## GIVEN EXERCISE
Format every line of the material below as a JSON list of strings, one string per line, and omit blank lines.

## DATASET EXCERPTS
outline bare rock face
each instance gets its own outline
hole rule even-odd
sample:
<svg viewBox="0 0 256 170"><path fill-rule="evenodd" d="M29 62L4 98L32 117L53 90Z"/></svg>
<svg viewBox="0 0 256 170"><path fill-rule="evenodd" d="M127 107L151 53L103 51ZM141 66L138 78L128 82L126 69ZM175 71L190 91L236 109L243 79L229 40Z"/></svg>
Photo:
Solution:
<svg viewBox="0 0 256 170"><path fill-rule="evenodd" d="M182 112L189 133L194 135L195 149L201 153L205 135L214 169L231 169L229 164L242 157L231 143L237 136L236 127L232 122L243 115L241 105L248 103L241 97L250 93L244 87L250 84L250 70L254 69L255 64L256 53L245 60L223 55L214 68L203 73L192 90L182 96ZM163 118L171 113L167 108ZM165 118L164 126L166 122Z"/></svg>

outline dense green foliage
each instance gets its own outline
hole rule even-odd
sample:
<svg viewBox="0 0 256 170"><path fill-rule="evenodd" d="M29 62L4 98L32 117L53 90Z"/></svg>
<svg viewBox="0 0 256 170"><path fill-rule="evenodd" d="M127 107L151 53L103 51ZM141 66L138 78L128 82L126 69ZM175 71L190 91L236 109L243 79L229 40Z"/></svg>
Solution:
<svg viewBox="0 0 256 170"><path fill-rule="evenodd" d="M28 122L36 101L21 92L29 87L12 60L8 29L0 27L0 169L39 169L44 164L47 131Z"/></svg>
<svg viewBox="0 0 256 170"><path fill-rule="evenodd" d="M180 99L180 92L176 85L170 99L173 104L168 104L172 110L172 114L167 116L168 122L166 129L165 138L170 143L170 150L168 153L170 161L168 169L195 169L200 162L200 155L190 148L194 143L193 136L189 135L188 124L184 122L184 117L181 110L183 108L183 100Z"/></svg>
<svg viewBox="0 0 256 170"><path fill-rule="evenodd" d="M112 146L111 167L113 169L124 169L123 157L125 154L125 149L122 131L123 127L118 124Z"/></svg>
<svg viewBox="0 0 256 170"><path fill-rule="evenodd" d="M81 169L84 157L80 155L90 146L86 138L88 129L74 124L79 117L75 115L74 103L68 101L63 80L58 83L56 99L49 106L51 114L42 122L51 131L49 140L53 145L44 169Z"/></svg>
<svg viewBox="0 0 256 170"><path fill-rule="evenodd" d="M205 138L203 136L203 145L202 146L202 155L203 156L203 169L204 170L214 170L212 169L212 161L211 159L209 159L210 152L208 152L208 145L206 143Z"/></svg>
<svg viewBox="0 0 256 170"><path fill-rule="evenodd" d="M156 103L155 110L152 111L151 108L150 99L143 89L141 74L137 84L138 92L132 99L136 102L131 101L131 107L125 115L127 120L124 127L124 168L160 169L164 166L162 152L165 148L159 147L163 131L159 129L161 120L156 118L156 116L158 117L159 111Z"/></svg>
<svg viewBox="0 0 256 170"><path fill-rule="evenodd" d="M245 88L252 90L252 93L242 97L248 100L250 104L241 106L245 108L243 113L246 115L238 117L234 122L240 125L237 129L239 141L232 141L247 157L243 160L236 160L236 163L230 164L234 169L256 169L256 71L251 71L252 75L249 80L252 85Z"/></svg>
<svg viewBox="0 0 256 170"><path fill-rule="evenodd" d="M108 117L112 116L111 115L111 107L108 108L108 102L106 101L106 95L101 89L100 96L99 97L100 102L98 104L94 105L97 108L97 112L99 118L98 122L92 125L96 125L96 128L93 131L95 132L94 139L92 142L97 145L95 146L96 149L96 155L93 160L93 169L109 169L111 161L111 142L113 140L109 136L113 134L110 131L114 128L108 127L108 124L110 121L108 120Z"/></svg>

## TASK RESPONSE
[
  "outline bare rock face",
  "each instance gets its own outline",
  "hole rule even-odd",
  "sample:",
  "<svg viewBox=\"0 0 256 170\"><path fill-rule=\"evenodd\" d=\"M29 62L4 98L32 117L53 90Z\"/></svg>",
  "<svg viewBox=\"0 0 256 170\"><path fill-rule=\"evenodd\" d=\"M127 107L151 53L103 51ZM141 66L138 78L128 82L126 69ZM175 71L190 91L236 109L243 79L229 40Z\"/></svg>",
  "Photo:",
  "Solution:",
  "<svg viewBox=\"0 0 256 170\"><path fill-rule=\"evenodd\" d=\"M182 112L189 133L194 135L195 149L201 153L205 135L214 169L231 169L229 164L242 157L231 143L237 136L236 127L232 122L243 115L241 105L248 103L241 97L250 93L244 87L250 84L250 70L254 69L255 64L256 53L245 60L223 55L214 68L203 73L192 90L182 96ZM163 118L171 113L167 108ZM165 118L164 126L166 122Z\"/></svg>",
  "outline dense green foliage",
  "each instance gets its own outline",
  "hole rule even-odd",
  "sample:",
  "<svg viewBox=\"0 0 256 170\"><path fill-rule=\"evenodd\" d=\"M29 62L4 98L32 117L53 90Z\"/></svg>",
  "<svg viewBox=\"0 0 256 170\"><path fill-rule=\"evenodd\" d=\"M127 107L151 53L103 51ZM141 66L138 78L128 82L126 69ZM175 71L190 91L236 109L243 79L229 40Z\"/></svg>",
  "Solution:",
  "<svg viewBox=\"0 0 256 170\"><path fill-rule=\"evenodd\" d=\"M28 122L36 101L21 92L29 87L12 60L8 29L0 27L0 169L39 169L44 164L47 131Z\"/></svg>",
  "<svg viewBox=\"0 0 256 170\"><path fill-rule=\"evenodd\" d=\"M180 99L180 92L176 85L170 99L173 104L168 104L172 110L172 114L167 116L168 122L166 129L165 138L170 143L170 150L168 153L170 161L168 169L195 169L200 162L200 155L190 148L194 143L193 136L189 135L188 124L184 122L184 117L181 110L183 108L183 100Z\"/></svg>",
  "<svg viewBox=\"0 0 256 170\"><path fill-rule=\"evenodd\" d=\"M112 146L111 167L113 169L124 169L123 157L125 154L125 149L122 131L123 127L118 124Z\"/></svg>",
  "<svg viewBox=\"0 0 256 170\"><path fill-rule=\"evenodd\" d=\"M81 169L84 157L80 155L90 146L86 138L88 129L74 124L79 117L75 115L74 103L68 101L63 80L58 83L56 99L49 106L51 114L42 122L51 131L49 140L53 145L44 169Z\"/></svg>",
  "<svg viewBox=\"0 0 256 170\"><path fill-rule=\"evenodd\" d=\"M205 138L203 136L203 145L202 146L202 155L203 156L203 169L204 170L214 170L212 169L212 161L211 159L209 159L210 152L208 152L208 145L206 143Z\"/></svg>",
  "<svg viewBox=\"0 0 256 170\"><path fill-rule=\"evenodd\" d=\"M156 103L155 110L152 111L151 108L150 99L143 89L141 74L137 84L138 92L132 99L136 102L131 101L131 107L125 115L127 120L124 127L124 168L160 169L164 166L162 152L165 148L159 147L163 131L159 129L161 120L156 118L156 116L158 117L159 111Z\"/></svg>",
  "<svg viewBox=\"0 0 256 170\"><path fill-rule=\"evenodd\" d=\"M245 88L252 90L252 93L242 97L248 100L250 104L241 106L245 108L243 113L246 115L238 117L234 122L240 125L237 129L239 141L232 141L247 157L243 160L236 160L236 163L230 164L234 169L256 169L256 71L251 71L252 75L249 80L252 85Z\"/></svg>",
  "<svg viewBox=\"0 0 256 170\"><path fill-rule=\"evenodd\" d=\"M108 117L112 116L111 115L111 107L108 108L108 102L106 101L106 95L101 89L100 96L99 97L100 102L98 104L94 105L97 108L97 112L99 118L98 122L92 125L96 125L96 128L93 131L95 132L94 139L92 142L97 145L95 146L96 149L96 155L93 160L93 169L109 169L111 161L111 142L113 140L109 136L113 134L110 131L114 128L108 127L108 124L110 121L108 120Z\"/></svg>"
]